• _Task to complete_
Please continue the news excerpt about the debate over defining "woman" and the Scottish gender reforms, picking up after its final sentence.

• _Study text_
□ □ □

Their criticssay a woman is an “adult human female”, and that people born biologically male, while they can change gender in the eyes of the law, cannot change their biological sex.

Last year, the UK Labour leader Sir Keir Starmer said it was wrong to say only women have a cervix, adding: “It is something that shouldn’t be said, it is not right.”

In March this year he also refused to say whether a woman can have a penis.

Boris Johnson said recently that “biology” was a fundamental factor in distinguishing between men and women.

 In an interview with The Times newspaper, Mr Sturgeon refused to define the word “woman”.

She said: “I’m not going to, I’m just not going to get into this debate at a level that’s about simplified and lurid headlines.”

The First Minister went on: “Trans people are amongst, possibly the most, stigmatised and discriminated against minorities in our society.

“And every time we oversimplify this debate, trans people actually suffer and I think it’s important, they’re such a tiny minority, that we actually take the issues around protecting and enhancing the rights of trans people seriously.”

Ms Sturgeon also said she was confident Holyrood would vote through gender reforms and that the SNP would remain united on the issue, despite several internal disputes.

Finance Secretary Kate Forbes, a committed Christian, and SNP MP Joanna Cherry QC, have both had reservations about the reforms.

Scottish Tory leader Douglas Ross said a woman was "an adult female" human being and he was "surprised" that a politician of Ms Sturgeon's experiennce had not been prepared for the question. 

He told the Herald: "It’s a question that is actually quite simple when you boil it down. Biologically, we have male and female and women are adult females.”

□ □ □

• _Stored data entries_

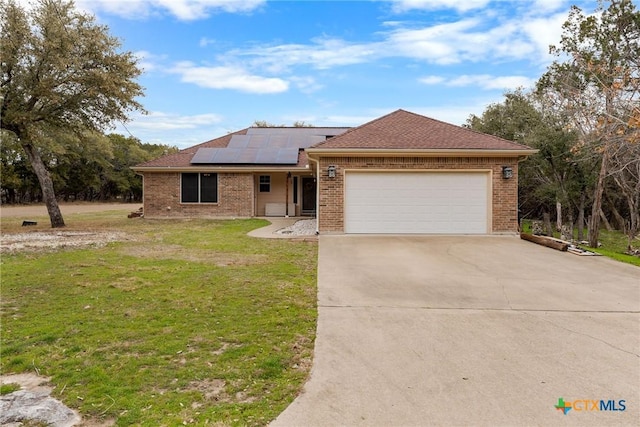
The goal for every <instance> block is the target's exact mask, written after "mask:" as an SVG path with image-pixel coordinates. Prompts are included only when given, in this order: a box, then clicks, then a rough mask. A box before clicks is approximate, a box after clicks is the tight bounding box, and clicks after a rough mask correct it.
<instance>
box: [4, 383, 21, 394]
mask: <svg viewBox="0 0 640 427" xmlns="http://www.w3.org/2000/svg"><path fill="white" fill-rule="evenodd" d="M18 390H20V385H19V384H14V383H8V384H0V396H4V395H5V394H11V393H13V392H14V391H18Z"/></svg>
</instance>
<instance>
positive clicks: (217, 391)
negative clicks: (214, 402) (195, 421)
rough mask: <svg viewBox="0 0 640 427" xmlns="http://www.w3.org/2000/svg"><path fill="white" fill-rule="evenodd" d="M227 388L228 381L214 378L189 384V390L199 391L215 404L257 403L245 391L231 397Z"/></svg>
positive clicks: (207, 398)
mask: <svg viewBox="0 0 640 427" xmlns="http://www.w3.org/2000/svg"><path fill="white" fill-rule="evenodd" d="M226 386H227V383H226V381H224V380H221V379H217V378H214V379H208V380H201V381H192V382H191V383H189V387H188V388H187V390H188V391H198V392H200V393H202V394H203V396H204V397H205V399H206V400H213V401H215V402H224V403H230V402H233V403H251V402H253V401H255V397H251V396H248V395H247V393H245V392H244V391H239V392H237V393H236V394H235V395H234V396H230V395H229V394H228V393H227V391H226ZM196 405H197V404H196Z"/></svg>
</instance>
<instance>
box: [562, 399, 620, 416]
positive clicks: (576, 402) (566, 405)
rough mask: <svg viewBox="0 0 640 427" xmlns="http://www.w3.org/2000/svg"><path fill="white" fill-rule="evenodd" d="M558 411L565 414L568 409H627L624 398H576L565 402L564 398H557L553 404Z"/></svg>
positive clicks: (585, 410) (616, 410)
mask: <svg viewBox="0 0 640 427" xmlns="http://www.w3.org/2000/svg"><path fill="white" fill-rule="evenodd" d="M554 406H555V408H556V409H557V410H558V411H562V413H563V414H565V415H567V414H568V413H569V411H570V410H572V409H573V410H574V411H576V412H583V411H624V410H625V409H627V406H626V401H625V400H618V401H615V400H610V399H609V400H604V399H600V400H595V399H578V400H574V401H573V402H565V401H564V398H562V397H561V398H559V399H558V403H557V404H556V405H554Z"/></svg>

□ □ □

• _Answer for this exercise_
"This is a very emotive issue, it’s one that clearly divides a lot of opinion, and sadly the debate around it is very toxic.

“But as a politician and as a leader, you have to give a clear response, and Nicola Sturgeon not being able to do so will be troubling for many people.”

Former SNP MP Tasmina Ahmed-Sheikh, now a senior member of Alex Salmond’s Alba party, asked why Ms Sturgeon had refused to define what the word women meant.

She tweeted: “How can politicians legislate for us if they won’t say who and what we biologically are? 

“Talk of ‘sexism’ and ‘misogyny’ is hot air if you don’t know what a woman is.”

Last year, Ms Sturgeon dismissed criticism of her gender reforms as “not valid”. 

She told MSPs: “Gender recognition reform is about changing an existing process to make it less degrading, intrusive and traumatic for one of the most stigmatised minorities in our society.

"We should focus on the real threats to women, not the threats that, while I appreciate that some of these views are very sincerely held, in my view, are not valid.”

Lucy HunterBlackburn of policy analsysts MurrayBlackburnMackenzie said: “With draft legislation now under consideration in Parliament, it is staggering that the FM should persist in her refusal to recognise the conflict of rights inherent in her acceptance that a woman is anyone who declares themselves so.”  

Feminist group For Women Scotland said: "Nicola Sturgeon’s refusal to define women is depressing, but not unexpected.

"This is a First Minister who has claims to stand against sexism in politics, yet can’t bring herself to meet and talk to women harmed by her policies.

"Her track record on dealing with harassment and abuse in her own party leaves much to be desired.

"Self-ID, which we know has had a disproportionately harmful effect on the most vulnerable, including minority women, seems to be her all-consuming political goal.

"Her self-ID proposals are not about 'trans people' but for anyone who chooses, for whatever reason, to change sex in law.

"Her Ministers won't even say that they would disallow sex offenders from acquiring Gender Recognition Certificates which confer unprecedented levels of privacy.

"All the evidence of harms to girls in school forced to use mixed sex facilities, to women in prison, to the hundreds of girls who are being affirmed as the opposite sex and set on a path to lifelong medicalisation is to be dismissed and discounted.

"If a determination to press on with this regressive, sexist policy is not misogyny - albeit wrapped in a blue and pink bow - we don't know what is!"